All of the data below is to be repeated exactly, except for the pictures.

--- START ---

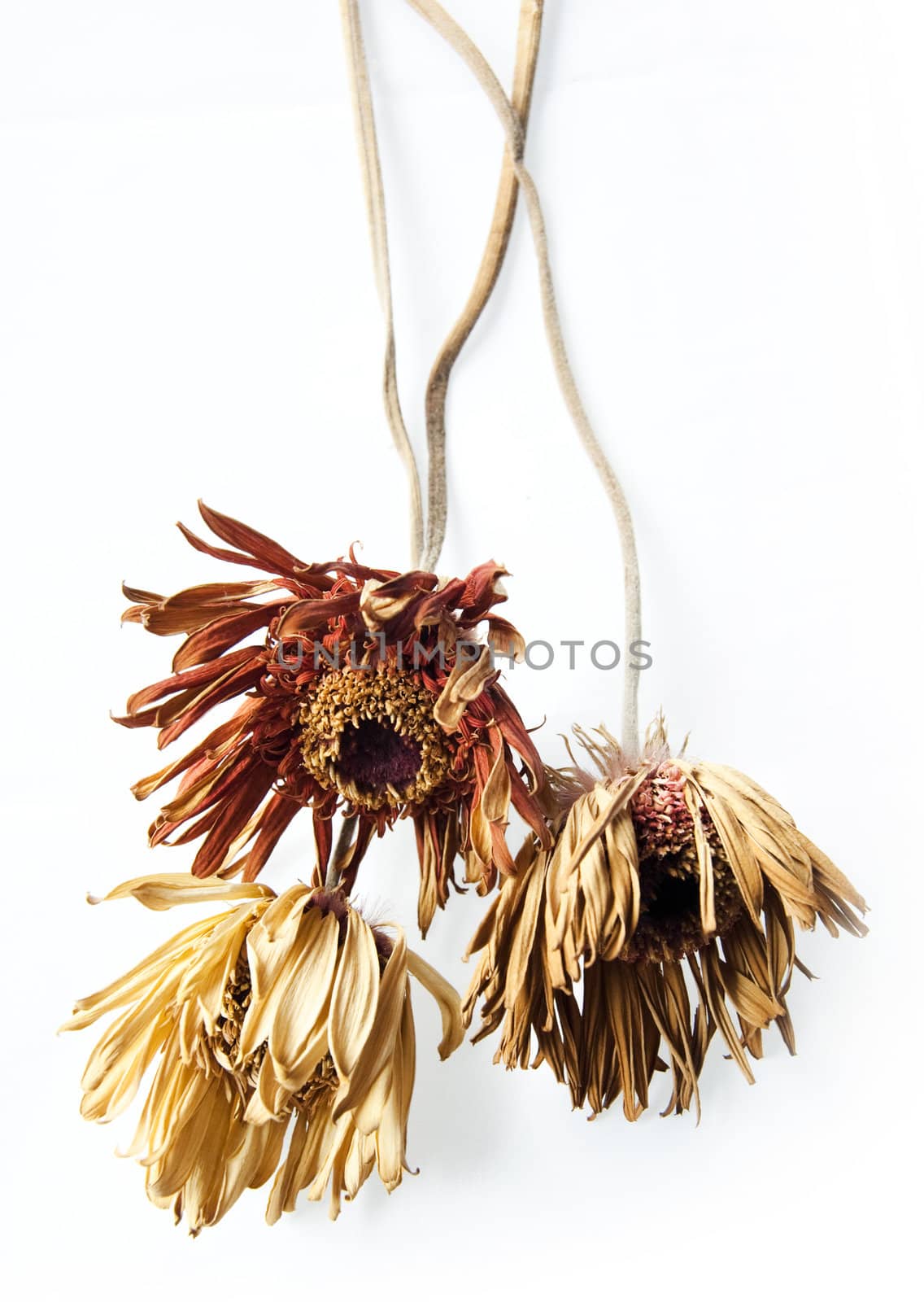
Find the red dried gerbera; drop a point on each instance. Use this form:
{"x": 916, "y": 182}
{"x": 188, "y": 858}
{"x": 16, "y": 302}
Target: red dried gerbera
{"x": 368, "y": 692}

--- END ---

Answer space →
Find the red dried gerbera; drop a point on each instance. Use this form:
{"x": 916, "y": 182}
{"x": 188, "y": 858}
{"x": 16, "y": 302}
Target: red dried gerbera
{"x": 368, "y": 692}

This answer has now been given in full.